-- Begin --

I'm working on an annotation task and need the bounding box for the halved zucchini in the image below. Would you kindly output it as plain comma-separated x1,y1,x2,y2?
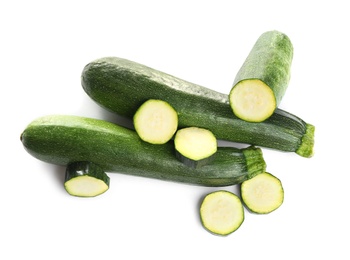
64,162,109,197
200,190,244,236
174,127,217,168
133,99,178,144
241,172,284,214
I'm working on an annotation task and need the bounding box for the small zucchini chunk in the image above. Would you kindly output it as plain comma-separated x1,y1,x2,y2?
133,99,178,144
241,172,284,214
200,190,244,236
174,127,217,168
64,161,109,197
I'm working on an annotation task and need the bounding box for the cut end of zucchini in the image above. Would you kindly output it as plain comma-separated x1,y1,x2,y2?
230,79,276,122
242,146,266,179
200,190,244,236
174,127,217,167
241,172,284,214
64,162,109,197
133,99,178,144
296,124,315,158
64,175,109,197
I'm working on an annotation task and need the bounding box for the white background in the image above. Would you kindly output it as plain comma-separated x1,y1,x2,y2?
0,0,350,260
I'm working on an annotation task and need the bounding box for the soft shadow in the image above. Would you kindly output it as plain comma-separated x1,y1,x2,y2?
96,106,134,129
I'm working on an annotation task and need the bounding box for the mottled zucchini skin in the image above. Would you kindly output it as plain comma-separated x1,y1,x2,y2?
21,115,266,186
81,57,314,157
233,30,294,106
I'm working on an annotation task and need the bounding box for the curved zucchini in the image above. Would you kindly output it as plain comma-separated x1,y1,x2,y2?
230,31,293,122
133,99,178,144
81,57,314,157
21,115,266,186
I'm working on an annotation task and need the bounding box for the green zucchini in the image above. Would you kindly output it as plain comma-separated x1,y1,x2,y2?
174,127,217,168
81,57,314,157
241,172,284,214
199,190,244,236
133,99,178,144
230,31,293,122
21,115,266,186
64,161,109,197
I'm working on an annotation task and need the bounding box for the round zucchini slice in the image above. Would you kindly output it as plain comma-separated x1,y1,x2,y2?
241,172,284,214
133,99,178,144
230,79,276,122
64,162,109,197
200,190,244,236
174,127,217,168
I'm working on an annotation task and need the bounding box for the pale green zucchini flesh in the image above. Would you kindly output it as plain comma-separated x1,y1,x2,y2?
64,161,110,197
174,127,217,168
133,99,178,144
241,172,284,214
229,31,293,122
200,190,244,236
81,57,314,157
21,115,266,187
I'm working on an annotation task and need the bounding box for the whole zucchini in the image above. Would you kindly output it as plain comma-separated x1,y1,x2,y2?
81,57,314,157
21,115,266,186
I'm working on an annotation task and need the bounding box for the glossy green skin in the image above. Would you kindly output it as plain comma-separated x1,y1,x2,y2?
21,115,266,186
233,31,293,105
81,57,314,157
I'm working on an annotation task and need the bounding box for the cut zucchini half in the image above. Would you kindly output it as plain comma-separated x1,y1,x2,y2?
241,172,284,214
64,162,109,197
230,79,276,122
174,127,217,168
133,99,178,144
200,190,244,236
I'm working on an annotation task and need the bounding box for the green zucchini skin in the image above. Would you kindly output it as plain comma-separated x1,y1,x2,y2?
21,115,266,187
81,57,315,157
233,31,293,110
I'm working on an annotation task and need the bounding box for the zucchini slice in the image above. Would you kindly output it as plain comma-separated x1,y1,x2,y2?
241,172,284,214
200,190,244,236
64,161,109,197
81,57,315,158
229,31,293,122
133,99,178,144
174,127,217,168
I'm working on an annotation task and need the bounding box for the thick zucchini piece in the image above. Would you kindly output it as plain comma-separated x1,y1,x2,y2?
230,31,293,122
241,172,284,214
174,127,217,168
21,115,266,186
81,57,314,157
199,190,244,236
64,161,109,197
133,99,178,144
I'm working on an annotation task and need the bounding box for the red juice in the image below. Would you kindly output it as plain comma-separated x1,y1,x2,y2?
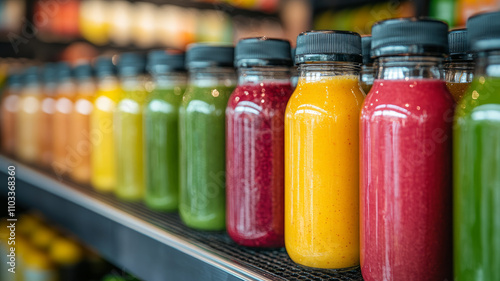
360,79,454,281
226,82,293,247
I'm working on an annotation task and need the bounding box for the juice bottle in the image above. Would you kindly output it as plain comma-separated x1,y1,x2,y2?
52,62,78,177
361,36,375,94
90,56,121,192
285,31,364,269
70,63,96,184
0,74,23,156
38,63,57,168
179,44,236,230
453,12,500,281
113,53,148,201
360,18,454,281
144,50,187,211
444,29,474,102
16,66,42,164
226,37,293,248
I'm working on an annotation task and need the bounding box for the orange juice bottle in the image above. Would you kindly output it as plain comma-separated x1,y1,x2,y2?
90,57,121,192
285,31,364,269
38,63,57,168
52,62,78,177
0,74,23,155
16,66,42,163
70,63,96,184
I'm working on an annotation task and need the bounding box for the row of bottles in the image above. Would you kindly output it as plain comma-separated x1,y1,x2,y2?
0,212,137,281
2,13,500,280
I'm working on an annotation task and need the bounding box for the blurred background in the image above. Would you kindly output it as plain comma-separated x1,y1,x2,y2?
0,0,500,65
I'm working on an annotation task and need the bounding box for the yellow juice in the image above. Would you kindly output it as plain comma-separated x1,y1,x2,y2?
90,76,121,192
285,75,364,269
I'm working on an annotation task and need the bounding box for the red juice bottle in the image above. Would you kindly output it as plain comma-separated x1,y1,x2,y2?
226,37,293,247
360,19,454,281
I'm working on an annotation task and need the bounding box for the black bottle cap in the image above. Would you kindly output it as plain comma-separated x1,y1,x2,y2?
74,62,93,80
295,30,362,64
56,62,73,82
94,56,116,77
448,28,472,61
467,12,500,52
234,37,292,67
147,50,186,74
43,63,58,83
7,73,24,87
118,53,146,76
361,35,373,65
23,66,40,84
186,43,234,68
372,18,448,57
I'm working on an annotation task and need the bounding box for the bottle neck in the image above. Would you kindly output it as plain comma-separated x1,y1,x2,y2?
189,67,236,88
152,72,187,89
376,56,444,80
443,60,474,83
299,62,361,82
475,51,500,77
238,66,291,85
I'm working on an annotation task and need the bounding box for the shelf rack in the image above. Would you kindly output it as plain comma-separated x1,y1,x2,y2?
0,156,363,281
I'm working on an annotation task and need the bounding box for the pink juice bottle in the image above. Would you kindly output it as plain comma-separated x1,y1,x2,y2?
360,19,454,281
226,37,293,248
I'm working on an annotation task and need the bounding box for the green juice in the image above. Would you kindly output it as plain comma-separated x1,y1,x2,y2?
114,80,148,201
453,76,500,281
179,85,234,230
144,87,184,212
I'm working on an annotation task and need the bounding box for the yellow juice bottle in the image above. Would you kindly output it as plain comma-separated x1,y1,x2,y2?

-- End --
-- Begin --

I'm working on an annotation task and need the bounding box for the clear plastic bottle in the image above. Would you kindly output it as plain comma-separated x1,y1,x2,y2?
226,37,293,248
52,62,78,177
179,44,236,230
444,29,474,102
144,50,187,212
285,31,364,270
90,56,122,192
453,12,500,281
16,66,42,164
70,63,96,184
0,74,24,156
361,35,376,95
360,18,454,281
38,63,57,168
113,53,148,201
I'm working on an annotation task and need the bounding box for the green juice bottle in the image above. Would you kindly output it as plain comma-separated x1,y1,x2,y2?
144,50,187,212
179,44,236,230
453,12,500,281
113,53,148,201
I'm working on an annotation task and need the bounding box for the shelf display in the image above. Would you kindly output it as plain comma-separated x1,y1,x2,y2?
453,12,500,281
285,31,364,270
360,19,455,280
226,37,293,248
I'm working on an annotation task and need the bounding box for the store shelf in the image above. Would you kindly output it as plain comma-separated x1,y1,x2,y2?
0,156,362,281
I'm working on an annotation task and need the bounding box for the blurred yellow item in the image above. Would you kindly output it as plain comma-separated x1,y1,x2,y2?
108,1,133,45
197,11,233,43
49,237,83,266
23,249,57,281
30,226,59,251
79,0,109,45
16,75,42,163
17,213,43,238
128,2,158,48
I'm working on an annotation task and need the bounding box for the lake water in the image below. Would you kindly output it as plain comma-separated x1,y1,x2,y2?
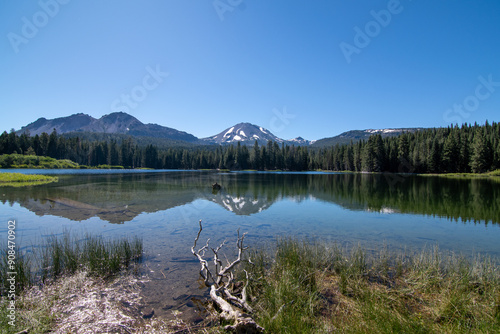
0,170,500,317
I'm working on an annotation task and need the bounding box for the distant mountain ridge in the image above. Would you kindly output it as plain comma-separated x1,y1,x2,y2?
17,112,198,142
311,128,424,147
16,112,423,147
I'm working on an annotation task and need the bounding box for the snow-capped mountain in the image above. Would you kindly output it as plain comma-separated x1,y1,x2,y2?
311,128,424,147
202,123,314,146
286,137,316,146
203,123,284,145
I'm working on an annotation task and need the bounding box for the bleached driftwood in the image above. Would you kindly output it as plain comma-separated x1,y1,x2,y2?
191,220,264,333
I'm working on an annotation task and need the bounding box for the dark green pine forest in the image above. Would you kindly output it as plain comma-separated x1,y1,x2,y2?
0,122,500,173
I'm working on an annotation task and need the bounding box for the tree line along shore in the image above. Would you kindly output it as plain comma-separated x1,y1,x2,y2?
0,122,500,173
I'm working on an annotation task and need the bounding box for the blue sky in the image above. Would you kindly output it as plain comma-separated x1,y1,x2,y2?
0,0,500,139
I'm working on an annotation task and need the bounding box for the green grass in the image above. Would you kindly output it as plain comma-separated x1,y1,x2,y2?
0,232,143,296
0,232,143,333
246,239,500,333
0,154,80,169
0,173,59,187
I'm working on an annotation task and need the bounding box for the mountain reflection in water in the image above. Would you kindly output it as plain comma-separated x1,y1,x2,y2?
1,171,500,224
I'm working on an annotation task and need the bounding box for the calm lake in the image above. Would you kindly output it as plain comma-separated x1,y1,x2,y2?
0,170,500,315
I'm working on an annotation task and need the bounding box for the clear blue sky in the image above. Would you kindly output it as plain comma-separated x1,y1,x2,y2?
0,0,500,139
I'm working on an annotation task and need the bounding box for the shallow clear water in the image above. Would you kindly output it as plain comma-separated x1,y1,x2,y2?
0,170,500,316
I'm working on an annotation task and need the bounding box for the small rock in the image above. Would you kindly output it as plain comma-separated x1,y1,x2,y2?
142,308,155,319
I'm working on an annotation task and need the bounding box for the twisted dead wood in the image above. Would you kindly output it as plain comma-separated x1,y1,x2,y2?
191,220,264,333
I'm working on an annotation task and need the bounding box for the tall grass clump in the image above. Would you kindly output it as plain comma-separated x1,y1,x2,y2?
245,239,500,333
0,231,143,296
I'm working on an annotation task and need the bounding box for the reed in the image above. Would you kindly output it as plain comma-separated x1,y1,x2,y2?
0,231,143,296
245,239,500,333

-- End --

### Task prompt
Can you retype the rows above, starting with the row that contains "for the halved" and going on through the row that contains "233,30,294,106", both included? Leave the pictures out of your answer.

### Reply
I'm working on an annotation task and need the bounding box for the halved zucchini in the image below. Would you kindly output it as plain comma-separated x1,y1,x2,y2?
64,162,109,197
200,190,244,236
174,127,217,168
133,99,178,144
241,172,284,214
I'm working on an annotation task and need the bounding box for the small zucchini chunk in the image above. Would you kindly output it as plain comma-separated x1,y1,x2,y2?
133,99,178,144
241,172,284,214
200,190,244,236
174,127,217,168
64,161,109,197
I'm working on an annotation task and need the bounding box for the cut end of zucchini in the image above. Would you kindly output it as plain comma-separated x1,y1,x2,y2?
230,79,276,122
242,146,266,179
200,190,244,236
174,127,217,167
241,172,284,214
64,162,109,197
133,99,178,144
296,124,315,158
64,175,109,197
I'm working on an annotation task and need the bounding box for the white background in the image above. Would you kindly output it as plain comma-separated x1,y1,x2,y2?
0,0,350,260
I'm working on an annotation task and need the bounding box for the soft shadow in the image above. Would you kindly output it as plain comma-separated x1,y1,x2,y2?
96,106,134,129
I'm working on an annotation task and need the bounding box for the mottled zucchini skin in the image above. Would you kindly output it as plain comma-separated x1,y1,x2,y2?
21,115,266,186
81,57,314,157
233,30,294,106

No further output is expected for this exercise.